**Belge Bölümü**
Tgf, 35. Başkanlar Toplantısı`nı İzmir`de Gerçekleştirdi
Türkiye Gazeteciler Federasyonu (TGF) 35.
Başkanlar Toplantısı İzmir`de gerçekleştirdi. Toplantıya katılan Ulaştırma Bakanı Binali Yıldırım, tutuklu gazetecilerle ilgili, "Tutukluluk konusunun bir hükme dönüşmemesi hepimizin vicdanını yaralıyor. Konuştuğumuz zaman yargıya müdahale oluyor, konuşmadığımızda, `Neredesiniz?` diyorlar. Yargının kendi işini çözmesi lazım" ifadelerini kullandı.
Tarihi Havagazı Fabrikası`nda düzenlenen toplantıya; Ulaştırma Bakanı Binali Yıldırım, İzmir Milletvekili Mustafa Moroğlu, İzmir Valisi Cahit Kıraç, İzmir Büyükşehir Belediye Başkanı Aziz Kocaoğlu, Türkiye Gazeteciler Federasyonu Başkanı Atilla Sertel ve farklı illerden gelen gazeteciler cemiyeti başkanları katıldı.

Ham kayıtlar
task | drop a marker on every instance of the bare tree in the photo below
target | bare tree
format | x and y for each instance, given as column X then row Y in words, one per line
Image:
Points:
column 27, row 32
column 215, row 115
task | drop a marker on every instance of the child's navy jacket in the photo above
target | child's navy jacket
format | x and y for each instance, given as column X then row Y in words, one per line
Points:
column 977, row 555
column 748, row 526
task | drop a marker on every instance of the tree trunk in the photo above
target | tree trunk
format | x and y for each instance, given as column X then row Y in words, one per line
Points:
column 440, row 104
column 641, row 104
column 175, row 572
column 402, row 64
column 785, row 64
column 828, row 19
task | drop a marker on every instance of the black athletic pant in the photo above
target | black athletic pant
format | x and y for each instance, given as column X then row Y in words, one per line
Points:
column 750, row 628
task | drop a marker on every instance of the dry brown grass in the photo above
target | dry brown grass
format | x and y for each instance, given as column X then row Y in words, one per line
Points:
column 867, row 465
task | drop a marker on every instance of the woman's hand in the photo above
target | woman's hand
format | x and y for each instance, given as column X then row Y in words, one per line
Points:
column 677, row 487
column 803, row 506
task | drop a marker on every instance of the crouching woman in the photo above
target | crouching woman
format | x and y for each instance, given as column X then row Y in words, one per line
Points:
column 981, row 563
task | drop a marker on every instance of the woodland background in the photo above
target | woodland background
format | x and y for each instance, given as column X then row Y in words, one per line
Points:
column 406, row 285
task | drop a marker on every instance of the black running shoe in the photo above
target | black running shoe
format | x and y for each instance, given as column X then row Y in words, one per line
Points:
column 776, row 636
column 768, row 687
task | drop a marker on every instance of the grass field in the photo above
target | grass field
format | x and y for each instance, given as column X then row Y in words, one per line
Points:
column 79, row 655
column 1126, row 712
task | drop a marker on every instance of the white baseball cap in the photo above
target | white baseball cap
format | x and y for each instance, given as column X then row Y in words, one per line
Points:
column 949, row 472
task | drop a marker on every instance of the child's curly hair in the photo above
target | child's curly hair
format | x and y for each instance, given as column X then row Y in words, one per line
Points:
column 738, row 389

**Görev Koşulları**
Haber metninde Tarihi Havagazı Fabrikası'ndaki toplantıya katıldığı belirtilen ve adı verilen kişilerin tamamını, metindeki unvanlarıyla birlikte listeleyiniz.

**Alıştırma Yanıtı**
- Ulaştırma Bakanı Binali Yıldırım
- İzmir Milletvekili Mustafa Moroğlu
- İzmir Valisi Cahit Kıraç
- İzmir Büyükşehir Belediye Başkanı Aziz Kocaoğlu
- Türkiye Gazeteciler Federasyonu Başkanı Atilla Sertel